>> Begin RECORDS SUPPLIED

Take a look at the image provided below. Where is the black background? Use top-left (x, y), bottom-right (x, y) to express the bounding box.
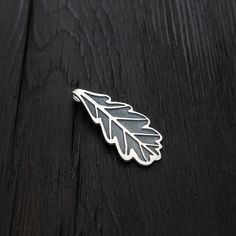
top-left (0, 0), bottom-right (236, 236)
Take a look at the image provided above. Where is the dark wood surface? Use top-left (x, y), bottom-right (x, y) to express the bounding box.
top-left (0, 0), bottom-right (236, 236)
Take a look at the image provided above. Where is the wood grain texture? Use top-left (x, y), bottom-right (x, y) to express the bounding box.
top-left (0, 0), bottom-right (236, 236)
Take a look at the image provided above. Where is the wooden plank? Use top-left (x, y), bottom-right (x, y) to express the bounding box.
top-left (0, 0), bottom-right (30, 235)
top-left (0, 0), bottom-right (236, 235)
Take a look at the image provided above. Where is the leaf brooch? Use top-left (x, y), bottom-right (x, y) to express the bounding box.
top-left (72, 89), bottom-right (162, 166)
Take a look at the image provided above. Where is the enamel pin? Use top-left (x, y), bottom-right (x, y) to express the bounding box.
top-left (72, 89), bottom-right (162, 166)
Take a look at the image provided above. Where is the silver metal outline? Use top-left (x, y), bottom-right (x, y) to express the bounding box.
top-left (72, 89), bottom-right (163, 166)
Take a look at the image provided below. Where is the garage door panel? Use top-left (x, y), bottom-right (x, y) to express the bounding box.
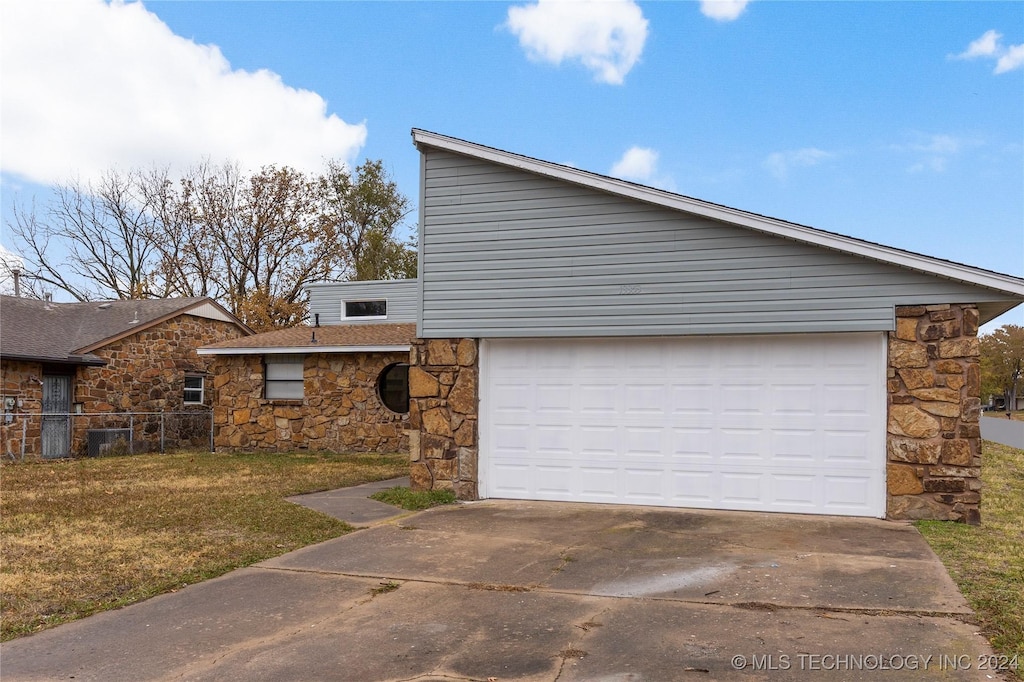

>> End RECORDS SUPPLIED

Rewrite every line of the rows above, requests included, scaling each bounding-box coordinate in the answers by 0.95 and rounding to a whole number, with halves rounded up. Leave the pictures out.

Take a look at the image provided below. Where is the black background? Use top-left (x, y), bottom-right (x, y) to express the bounding box.
top-left (0, 0), bottom-right (224, 224)
Take a look at the image provided above. Where is the dark wood surface? Use top-left (x, y), bottom-right (x, y) to express the bounding box.
top-left (0, 0), bottom-right (224, 224)
Take a look at the image provided above. Where is the wood grain texture? Use top-left (x, y), bottom-right (x, y) to express the bounding box.
top-left (0, 0), bottom-right (224, 224)
Take a look at the image provided above. Where is the wooden plank? Use top-left (x, y), bottom-right (x, y) to express the bounding box.
top-left (0, 0), bottom-right (29, 223)
top-left (0, 0), bottom-right (224, 223)
Take a look at the image provided above. Where is the leaf brooch? Use top-left (x, y), bottom-right (x, y) to express the bounding box.
top-left (68, 85), bottom-right (154, 158)
Take a look at the image provided above. Where is the enamel pin? Use top-left (x, y), bottom-right (x, y) to express the bounding box.
top-left (68, 85), bottom-right (154, 158)
Take a look at the image provided above. Where is the silver metal outline? Use top-left (x, y), bottom-right (x, y) to express the bounding box.
top-left (68, 85), bottom-right (155, 158)
Take a look at the image provided below. Where is the garage door panel? Use top-left (x, y), bottom-right (x, y) to express the bounding box.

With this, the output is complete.